**Aim of the exercise:** Write the records out again, unchanged.

[Dataset entries]

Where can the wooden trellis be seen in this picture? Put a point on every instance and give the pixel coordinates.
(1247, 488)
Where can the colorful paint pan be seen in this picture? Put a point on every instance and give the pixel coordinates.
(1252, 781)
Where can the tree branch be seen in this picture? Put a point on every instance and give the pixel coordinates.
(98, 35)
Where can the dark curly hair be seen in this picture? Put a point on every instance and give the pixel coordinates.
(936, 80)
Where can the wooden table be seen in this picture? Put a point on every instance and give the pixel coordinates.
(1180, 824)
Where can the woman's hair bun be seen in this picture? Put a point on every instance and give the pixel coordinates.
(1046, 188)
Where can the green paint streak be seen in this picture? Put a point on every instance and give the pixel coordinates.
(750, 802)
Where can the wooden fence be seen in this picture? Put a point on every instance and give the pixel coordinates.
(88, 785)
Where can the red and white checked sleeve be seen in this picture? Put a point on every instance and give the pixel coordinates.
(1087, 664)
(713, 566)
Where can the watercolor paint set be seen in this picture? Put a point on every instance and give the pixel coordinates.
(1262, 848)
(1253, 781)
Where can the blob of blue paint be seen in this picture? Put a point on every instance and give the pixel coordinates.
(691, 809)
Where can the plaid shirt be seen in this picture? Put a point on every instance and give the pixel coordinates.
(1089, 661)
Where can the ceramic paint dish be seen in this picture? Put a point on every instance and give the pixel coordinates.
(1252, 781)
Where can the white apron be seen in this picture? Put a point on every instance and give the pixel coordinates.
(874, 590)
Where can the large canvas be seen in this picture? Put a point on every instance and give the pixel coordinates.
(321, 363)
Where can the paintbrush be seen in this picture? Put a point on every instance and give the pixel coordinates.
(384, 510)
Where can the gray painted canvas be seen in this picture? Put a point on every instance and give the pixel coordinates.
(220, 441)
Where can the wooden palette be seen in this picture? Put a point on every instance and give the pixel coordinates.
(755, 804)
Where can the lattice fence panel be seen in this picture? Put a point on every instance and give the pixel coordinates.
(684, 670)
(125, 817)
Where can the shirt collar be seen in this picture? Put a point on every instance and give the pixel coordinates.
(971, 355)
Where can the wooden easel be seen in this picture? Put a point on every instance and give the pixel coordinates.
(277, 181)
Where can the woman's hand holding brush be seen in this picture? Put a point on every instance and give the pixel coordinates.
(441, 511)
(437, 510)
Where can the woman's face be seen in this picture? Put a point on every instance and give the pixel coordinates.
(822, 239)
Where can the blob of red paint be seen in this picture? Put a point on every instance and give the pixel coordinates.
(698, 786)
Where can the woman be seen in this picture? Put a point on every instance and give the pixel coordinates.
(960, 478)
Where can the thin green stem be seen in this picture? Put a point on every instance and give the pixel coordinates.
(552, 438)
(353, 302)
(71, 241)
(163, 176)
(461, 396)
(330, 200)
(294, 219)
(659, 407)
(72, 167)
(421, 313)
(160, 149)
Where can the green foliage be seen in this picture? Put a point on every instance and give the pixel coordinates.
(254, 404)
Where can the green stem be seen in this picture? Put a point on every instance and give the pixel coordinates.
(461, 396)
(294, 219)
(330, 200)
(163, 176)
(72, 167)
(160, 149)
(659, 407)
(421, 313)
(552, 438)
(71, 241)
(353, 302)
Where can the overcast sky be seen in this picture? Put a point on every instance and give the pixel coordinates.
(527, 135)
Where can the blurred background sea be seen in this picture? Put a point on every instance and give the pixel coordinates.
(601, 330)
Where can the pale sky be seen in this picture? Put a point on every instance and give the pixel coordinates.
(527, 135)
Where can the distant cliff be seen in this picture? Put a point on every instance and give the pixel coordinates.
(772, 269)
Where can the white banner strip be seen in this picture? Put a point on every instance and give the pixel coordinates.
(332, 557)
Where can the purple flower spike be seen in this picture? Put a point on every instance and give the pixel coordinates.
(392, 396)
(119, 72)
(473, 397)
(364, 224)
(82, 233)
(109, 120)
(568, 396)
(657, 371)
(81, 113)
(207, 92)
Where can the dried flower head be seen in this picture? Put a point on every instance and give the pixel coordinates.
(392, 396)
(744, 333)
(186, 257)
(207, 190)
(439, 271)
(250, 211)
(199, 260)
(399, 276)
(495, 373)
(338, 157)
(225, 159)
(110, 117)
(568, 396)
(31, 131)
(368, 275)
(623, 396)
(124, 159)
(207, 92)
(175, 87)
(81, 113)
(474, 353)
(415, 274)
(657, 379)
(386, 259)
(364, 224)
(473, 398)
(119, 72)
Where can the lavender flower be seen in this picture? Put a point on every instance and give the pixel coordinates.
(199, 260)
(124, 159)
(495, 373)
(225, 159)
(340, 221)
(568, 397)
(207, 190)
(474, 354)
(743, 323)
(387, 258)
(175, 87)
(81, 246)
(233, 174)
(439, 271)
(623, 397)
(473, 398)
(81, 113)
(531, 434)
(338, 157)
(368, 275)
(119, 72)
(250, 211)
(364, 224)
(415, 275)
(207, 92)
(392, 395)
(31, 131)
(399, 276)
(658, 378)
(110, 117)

**Written solution:**
Where can the wooden trellis be seen in this picture? Put a point on every instance and give the pixel coordinates.
(1247, 488)
Where can the colorful paint pan be seen in this picture? Put a point on every instance and give the pixel coordinates.
(1252, 781)
Where can the tree branch be seen in this picture? Put a point on every instance and give the pixel coordinates.
(98, 35)
Where can the dark curly hair be seen in this picture? Put a point on every instance and give the pixel coordinates.
(936, 80)
Where can the wooden table be seen in this picture? Put a point on every instance and give the pixel coordinates.
(1180, 824)
Where can the woman's hair bun be seen in this picture? Put a point on every instance and give the pixel coordinates.
(1046, 188)
Where can the green paint streak be seen in this picture? Put a point on every instance and give the pixel coordinates.
(750, 802)
Where can the wooden fence be seen in this picture? Put a point on every instance and give the pixel coordinates.
(88, 785)
Where can the red and white checked sleeve be seen in this picture? Put a point on every instance and give the pixel coordinates.
(1087, 664)
(713, 566)
Where can the watercolor paint set be seen in this picture? Put a point on every instance and give the pixel coordinates.
(1262, 848)
(1253, 781)
Where can the blob of blue paint be seen in this picture? Put a point on every instance and give the pixel coordinates.
(691, 809)
Where can the plaid shirt be seen in this picture? Put a point on every instance and give the pixel coordinates.
(1089, 661)
Where can the ceramic paint dish be seen in this picture? Put a point on every instance and give the pixel coordinates.
(1252, 781)
Where can the white apron be seen in this picture? Put a point on every instance and give the pixel coordinates.
(874, 590)
Where can the large canvas be seen in this picture? Put a point on every instance and give the pixel coordinates.
(321, 363)
Where can the paintbrush be seen in this picture? Put a point on every instance and give the pixel coordinates.
(384, 510)
Where can the gray painted canvas be seen in this picture? Put a point on every instance and give the pixel coordinates.
(220, 441)
Where can the wooden palette be seen in this picture? Put a point on every instance and give the pixel coordinates.
(755, 804)
Where can the lattice fence panel be seen in this picture? Put a point on every instance and give the pixel coordinates.
(684, 670)
(125, 817)
Where can the shirt collar be seen in this picture? Put a point on every instance and give the pixel coordinates.
(971, 355)
Where can the wooden easel be seen in this picture? Put a point on every instance and give the pixel coordinates.
(277, 181)
Where can the woman's hand holding brush be seen in this picture? Put a point on every instance and give the pixel coordinates.
(441, 511)
(437, 510)
Where can the woman's face be seen in this picture? Put a point on every instance and give the pixel coordinates.
(822, 239)
Where can the blob of red paint be seen in this picture? Put a point on every instance and give the pixel coordinates.
(698, 786)
Where can the woman be seen in this picture? Put a point on every instance and give the pixel coordinates.
(960, 478)
Where can the thin green stem be seen in this picture? Put a point on every instance and give the pixel coordinates.
(552, 438)
(353, 302)
(71, 241)
(163, 176)
(461, 396)
(330, 200)
(294, 219)
(659, 407)
(72, 167)
(421, 313)
(160, 149)
Where can the green foliage be seen in this picture? Put a point on every instance and give the pixel coordinates.
(254, 404)
Where can the green stem be seen in this picture? Put a point on every instance and give the pixel coordinates.
(461, 396)
(294, 219)
(330, 200)
(163, 176)
(72, 167)
(160, 149)
(659, 407)
(421, 313)
(552, 438)
(71, 241)
(353, 302)
Where can the overcast sky be seen in this picture? Put a point on every instance and give the pixel coordinates.
(527, 135)
Where can the blurred background sea be seen in this picture? Put a point on every instance and give the pixel coordinates.
(601, 330)
Where can the pale sky be seen in this picture? Put a point on every instance and give the pixel coordinates.
(527, 135)
Where can the distant cliff be seen in this picture? Put a point on every instance and give the pixel coordinates.
(772, 269)
Where can the white banner strip be seen in this picture? Put a point on every instance and give the pixel coordinates.
(332, 557)
Where can the purple flower spike be seen in this picture? Put a point on every instance and give the pixel coordinates.
(392, 396)
(119, 72)
(473, 397)
(364, 224)
(82, 233)
(109, 120)
(568, 396)
(657, 371)
(81, 113)
(207, 92)
Where can the dried flower head be seen in this picture? Put a point on every instance and give the pixel coordinates.
(392, 396)
(744, 333)
(186, 257)
(207, 190)
(439, 271)
(250, 211)
(199, 260)
(399, 276)
(495, 373)
(338, 157)
(225, 159)
(110, 117)
(568, 396)
(31, 131)
(368, 275)
(623, 396)
(124, 159)
(207, 92)
(175, 87)
(81, 113)
(474, 353)
(415, 274)
(657, 379)
(386, 259)
(364, 224)
(473, 398)
(119, 72)
Where can the lavender flower be seen in this picture? Put a point on every instance and give the pixel coordinates.
(199, 260)
(124, 159)
(495, 373)
(225, 159)
(340, 221)
(568, 397)
(207, 190)
(474, 354)
(743, 323)
(387, 258)
(175, 87)
(81, 246)
(233, 174)
(439, 271)
(623, 397)
(473, 398)
(81, 113)
(531, 434)
(338, 157)
(368, 275)
(119, 72)
(250, 211)
(364, 224)
(415, 275)
(207, 92)
(392, 395)
(31, 131)
(399, 276)
(658, 378)
(110, 117)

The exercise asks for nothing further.